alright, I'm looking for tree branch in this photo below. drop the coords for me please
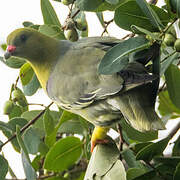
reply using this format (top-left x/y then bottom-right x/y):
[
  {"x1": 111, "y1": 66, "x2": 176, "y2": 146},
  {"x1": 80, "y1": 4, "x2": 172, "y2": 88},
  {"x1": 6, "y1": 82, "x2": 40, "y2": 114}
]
[{"x1": 0, "y1": 102, "x2": 53, "y2": 151}]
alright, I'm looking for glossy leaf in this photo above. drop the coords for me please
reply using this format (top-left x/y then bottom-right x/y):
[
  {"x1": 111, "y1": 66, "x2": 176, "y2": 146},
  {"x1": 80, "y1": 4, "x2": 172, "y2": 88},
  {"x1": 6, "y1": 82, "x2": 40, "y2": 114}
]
[
  {"x1": 23, "y1": 127, "x2": 41, "y2": 154},
  {"x1": 20, "y1": 63, "x2": 34, "y2": 86},
  {"x1": 58, "y1": 119, "x2": 85, "y2": 135},
  {"x1": 16, "y1": 126, "x2": 37, "y2": 180},
  {"x1": 158, "y1": 90, "x2": 180, "y2": 118},
  {"x1": 44, "y1": 136, "x2": 82, "y2": 171},
  {"x1": 136, "y1": 137, "x2": 170, "y2": 161},
  {"x1": 43, "y1": 109, "x2": 55, "y2": 136},
  {"x1": 2, "y1": 118, "x2": 28, "y2": 152},
  {"x1": 41, "y1": 0, "x2": 61, "y2": 26},
  {"x1": 75, "y1": 0, "x2": 104, "y2": 11},
  {"x1": 122, "y1": 149, "x2": 145, "y2": 169},
  {"x1": 0, "y1": 56, "x2": 25, "y2": 69},
  {"x1": 120, "y1": 119, "x2": 158, "y2": 142},
  {"x1": 98, "y1": 36, "x2": 150, "y2": 74},
  {"x1": 114, "y1": 1, "x2": 169, "y2": 32},
  {"x1": 105, "y1": 0, "x2": 119, "y2": 5},
  {"x1": 160, "y1": 52, "x2": 178, "y2": 76},
  {"x1": 84, "y1": 140, "x2": 119, "y2": 179},
  {"x1": 21, "y1": 110, "x2": 61, "y2": 136},
  {"x1": 174, "y1": 162, "x2": 180, "y2": 180},
  {"x1": 22, "y1": 74, "x2": 40, "y2": 96},
  {"x1": 0, "y1": 155, "x2": 8, "y2": 180},
  {"x1": 165, "y1": 64, "x2": 180, "y2": 109},
  {"x1": 96, "y1": 12, "x2": 105, "y2": 28},
  {"x1": 154, "y1": 156, "x2": 180, "y2": 167},
  {"x1": 136, "y1": 0, "x2": 164, "y2": 31},
  {"x1": 39, "y1": 24, "x2": 65, "y2": 40},
  {"x1": 173, "y1": 136, "x2": 180, "y2": 156},
  {"x1": 127, "y1": 168, "x2": 146, "y2": 180}
]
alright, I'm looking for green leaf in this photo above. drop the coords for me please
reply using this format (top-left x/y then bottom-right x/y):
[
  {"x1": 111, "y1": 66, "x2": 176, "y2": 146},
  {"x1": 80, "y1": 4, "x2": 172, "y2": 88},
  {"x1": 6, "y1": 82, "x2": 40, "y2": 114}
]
[
  {"x1": 2, "y1": 118, "x2": 28, "y2": 152},
  {"x1": 136, "y1": 137, "x2": 170, "y2": 161},
  {"x1": 21, "y1": 152, "x2": 37, "y2": 180},
  {"x1": 174, "y1": 162, "x2": 180, "y2": 180},
  {"x1": 23, "y1": 21, "x2": 34, "y2": 27},
  {"x1": 43, "y1": 109, "x2": 55, "y2": 136},
  {"x1": 135, "y1": 0, "x2": 164, "y2": 31},
  {"x1": 102, "y1": 160, "x2": 126, "y2": 180},
  {"x1": 44, "y1": 136, "x2": 82, "y2": 171},
  {"x1": 1, "y1": 44, "x2": 7, "y2": 51},
  {"x1": 75, "y1": 0, "x2": 104, "y2": 11},
  {"x1": 98, "y1": 36, "x2": 150, "y2": 74},
  {"x1": 114, "y1": 1, "x2": 169, "y2": 32},
  {"x1": 41, "y1": 0, "x2": 61, "y2": 26},
  {"x1": 58, "y1": 119, "x2": 85, "y2": 135},
  {"x1": 160, "y1": 52, "x2": 178, "y2": 76},
  {"x1": 154, "y1": 156, "x2": 180, "y2": 167},
  {"x1": 105, "y1": 0, "x2": 119, "y2": 5},
  {"x1": 22, "y1": 74, "x2": 40, "y2": 96},
  {"x1": 96, "y1": 12, "x2": 105, "y2": 28},
  {"x1": 16, "y1": 126, "x2": 37, "y2": 180},
  {"x1": 158, "y1": 90, "x2": 180, "y2": 118},
  {"x1": 0, "y1": 56, "x2": 25, "y2": 69},
  {"x1": 23, "y1": 127, "x2": 41, "y2": 154},
  {"x1": 127, "y1": 168, "x2": 146, "y2": 180},
  {"x1": 38, "y1": 141, "x2": 49, "y2": 156},
  {"x1": 32, "y1": 155, "x2": 41, "y2": 171},
  {"x1": 165, "y1": 64, "x2": 180, "y2": 109},
  {"x1": 173, "y1": 136, "x2": 180, "y2": 156},
  {"x1": 39, "y1": 24, "x2": 65, "y2": 40},
  {"x1": 19, "y1": 63, "x2": 34, "y2": 86},
  {"x1": 0, "y1": 155, "x2": 8, "y2": 180},
  {"x1": 120, "y1": 119, "x2": 158, "y2": 142},
  {"x1": 21, "y1": 110, "x2": 61, "y2": 137},
  {"x1": 84, "y1": 140, "x2": 119, "y2": 179},
  {"x1": 122, "y1": 148, "x2": 145, "y2": 169}
]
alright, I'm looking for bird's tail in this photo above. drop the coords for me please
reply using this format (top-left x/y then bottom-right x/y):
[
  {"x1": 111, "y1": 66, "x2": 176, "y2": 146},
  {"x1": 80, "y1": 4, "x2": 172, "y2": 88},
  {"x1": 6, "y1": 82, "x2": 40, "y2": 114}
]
[{"x1": 114, "y1": 84, "x2": 165, "y2": 131}]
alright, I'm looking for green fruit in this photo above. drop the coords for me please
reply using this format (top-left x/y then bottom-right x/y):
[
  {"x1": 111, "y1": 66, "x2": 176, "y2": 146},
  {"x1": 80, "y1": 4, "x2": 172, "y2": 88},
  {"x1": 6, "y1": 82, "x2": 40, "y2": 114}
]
[
  {"x1": 75, "y1": 19, "x2": 87, "y2": 31},
  {"x1": 163, "y1": 33, "x2": 176, "y2": 46},
  {"x1": 174, "y1": 38, "x2": 180, "y2": 52},
  {"x1": 62, "y1": 0, "x2": 73, "y2": 5},
  {"x1": 64, "y1": 28, "x2": 79, "y2": 42},
  {"x1": 12, "y1": 89, "x2": 28, "y2": 107},
  {"x1": 167, "y1": 26, "x2": 176, "y2": 38},
  {"x1": 3, "y1": 100, "x2": 14, "y2": 115}
]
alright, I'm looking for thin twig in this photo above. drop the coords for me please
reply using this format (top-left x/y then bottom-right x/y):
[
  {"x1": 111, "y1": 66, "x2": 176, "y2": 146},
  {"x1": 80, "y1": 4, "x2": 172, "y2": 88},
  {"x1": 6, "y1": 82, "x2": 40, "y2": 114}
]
------------
Instructions to follow: Drop the pictures and give every line above again exactly.

Response:
alright, I'm looking for tree branch in this photo below. drop the coords for me please
reply using this format (top-left x/y then bottom-right x/y):
[
  {"x1": 111, "y1": 66, "x2": 176, "y2": 146},
  {"x1": 80, "y1": 4, "x2": 172, "y2": 88},
  {"x1": 6, "y1": 82, "x2": 40, "y2": 114}
]
[{"x1": 0, "y1": 102, "x2": 53, "y2": 151}]
alright, I'm looking for glossy leaf in this photo above. drop the coords for me please
reply using this format (top-left x/y then bottom-right x/y):
[
  {"x1": 111, "y1": 66, "x2": 176, "y2": 146},
  {"x1": 80, "y1": 4, "x2": 172, "y2": 88},
  {"x1": 6, "y1": 82, "x2": 40, "y2": 114}
]
[
  {"x1": 23, "y1": 127, "x2": 41, "y2": 154},
  {"x1": 20, "y1": 63, "x2": 34, "y2": 86},
  {"x1": 58, "y1": 119, "x2": 85, "y2": 135},
  {"x1": 16, "y1": 126, "x2": 37, "y2": 180},
  {"x1": 158, "y1": 90, "x2": 180, "y2": 118},
  {"x1": 44, "y1": 136, "x2": 82, "y2": 171},
  {"x1": 136, "y1": 137, "x2": 170, "y2": 161},
  {"x1": 43, "y1": 109, "x2": 55, "y2": 136},
  {"x1": 2, "y1": 118, "x2": 28, "y2": 152},
  {"x1": 41, "y1": 0, "x2": 61, "y2": 26},
  {"x1": 75, "y1": 0, "x2": 104, "y2": 11},
  {"x1": 122, "y1": 149, "x2": 145, "y2": 169},
  {"x1": 0, "y1": 56, "x2": 25, "y2": 69},
  {"x1": 120, "y1": 119, "x2": 158, "y2": 142},
  {"x1": 98, "y1": 36, "x2": 150, "y2": 74},
  {"x1": 114, "y1": 1, "x2": 169, "y2": 32},
  {"x1": 105, "y1": 0, "x2": 119, "y2": 5},
  {"x1": 160, "y1": 52, "x2": 178, "y2": 76},
  {"x1": 84, "y1": 140, "x2": 119, "y2": 179},
  {"x1": 21, "y1": 110, "x2": 61, "y2": 136},
  {"x1": 174, "y1": 162, "x2": 180, "y2": 180},
  {"x1": 22, "y1": 74, "x2": 40, "y2": 96},
  {"x1": 0, "y1": 155, "x2": 8, "y2": 180},
  {"x1": 165, "y1": 64, "x2": 180, "y2": 109},
  {"x1": 96, "y1": 12, "x2": 105, "y2": 28},
  {"x1": 154, "y1": 156, "x2": 180, "y2": 167},
  {"x1": 136, "y1": 0, "x2": 164, "y2": 31},
  {"x1": 39, "y1": 24, "x2": 65, "y2": 40},
  {"x1": 173, "y1": 136, "x2": 180, "y2": 156},
  {"x1": 127, "y1": 168, "x2": 146, "y2": 180}
]
alright, I'm looking for green leaf in this photo above. drop the coords for me please
reply using this format (top-left x/y then bottom-right x/y):
[
  {"x1": 111, "y1": 66, "x2": 176, "y2": 146},
  {"x1": 80, "y1": 4, "x2": 172, "y2": 88},
  {"x1": 6, "y1": 82, "x2": 40, "y2": 114}
]
[
  {"x1": 2, "y1": 118, "x2": 28, "y2": 152},
  {"x1": 136, "y1": 137, "x2": 170, "y2": 161},
  {"x1": 21, "y1": 152, "x2": 37, "y2": 180},
  {"x1": 174, "y1": 162, "x2": 180, "y2": 180},
  {"x1": 23, "y1": 21, "x2": 34, "y2": 27},
  {"x1": 43, "y1": 109, "x2": 55, "y2": 136},
  {"x1": 135, "y1": 0, "x2": 164, "y2": 31},
  {"x1": 102, "y1": 160, "x2": 126, "y2": 180},
  {"x1": 44, "y1": 136, "x2": 82, "y2": 171},
  {"x1": 1, "y1": 44, "x2": 7, "y2": 51},
  {"x1": 75, "y1": 0, "x2": 104, "y2": 11},
  {"x1": 98, "y1": 36, "x2": 150, "y2": 74},
  {"x1": 114, "y1": 1, "x2": 169, "y2": 32},
  {"x1": 41, "y1": 0, "x2": 61, "y2": 26},
  {"x1": 58, "y1": 119, "x2": 85, "y2": 135},
  {"x1": 160, "y1": 52, "x2": 178, "y2": 76},
  {"x1": 154, "y1": 156, "x2": 180, "y2": 167},
  {"x1": 105, "y1": 0, "x2": 119, "y2": 5},
  {"x1": 22, "y1": 74, "x2": 40, "y2": 96},
  {"x1": 96, "y1": 12, "x2": 105, "y2": 28},
  {"x1": 16, "y1": 126, "x2": 37, "y2": 180},
  {"x1": 158, "y1": 90, "x2": 180, "y2": 118},
  {"x1": 0, "y1": 56, "x2": 25, "y2": 69},
  {"x1": 23, "y1": 127, "x2": 41, "y2": 154},
  {"x1": 127, "y1": 168, "x2": 146, "y2": 180},
  {"x1": 38, "y1": 141, "x2": 49, "y2": 156},
  {"x1": 32, "y1": 155, "x2": 41, "y2": 171},
  {"x1": 165, "y1": 64, "x2": 180, "y2": 109},
  {"x1": 173, "y1": 136, "x2": 180, "y2": 156},
  {"x1": 39, "y1": 24, "x2": 65, "y2": 40},
  {"x1": 19, "y1": 63, "x2": 34, "y2": 86},
  {"x1": 0, "y1": 155, "x2": 8, "y2": 180},
  {"x1": 120, "y1": 119, "x2": 158, "y2": 142},
  {"x1": 21, "y1": 110, "x2": 61, "y2": 137},
  {"x1": 84, "y1": 140, "x2": 119, "y2": 179},
  {"x1": 122, "y1": 148, "x2": 145, "y2": 169}
]
alright, I'm looking for bird's tail in this photo above. drop the coords for me please
reply using this format (top-left x/y then bottom-right x/y):
[
  {"x1": 111, "y1": 66, "x2": 176, "y2": 146},
  {"x1": 80, "y1": 4, "x2": 172, "y2": 88},
  {"x1": 6, "y1": 82, "x2": 40, "y2": 114}
]
[{"x1": 114, "y1": 84, "x2": 165, "y2": 131}]
alright, I'm looking for green fruit in this photo above. drop the coords for me please
reply using this format (top-left x/y then bottom-right x/y):
[
  {"x1": 111, "y1": 66, "x2": 176, "y2": 146},
  {"x1": 80, "y1": 4, "x2": 172, "y2": 88},
  {"x1": 6, "y1": 82, "x2": 40, "y2": 114}
]
[
  {"x1": 75, "y1": 19, "x2": 87, "y2": 31},
  {"x1": 163, "y1": 33, "x2": 176, "y2": 46},
  {"x1": 174, "y1": 38, "x2": 180, "y2": 52},
  {"x1": 62, "y1": 0, "x2": 73, "y2": 5},
  {"x1": 64, "y1": 28, "x2": 79, "y2": 42},
  {"x1": 12, "y1": 89, "x2": 28, "y2": 107},
  {"x1": 167, "y1": 26, "x2": 176, "y2": 38},
  {"x1": 3, "y1": 100, "x2": 14, "y2": 115}
]
alright, I'm looking for thin twig in this photo above. drop the coords for me please
reply using this format (top-left x/y then bottom-right x/y):
[
  {"x1": 111, "y1": 66, "x2": 176, "y2": 146},
  {"x1": 80, "y1": 4, "x2": 172, "y2": 88},
  {"x1": 6, "y1": 82, "x2": 40, "y2": 114}
]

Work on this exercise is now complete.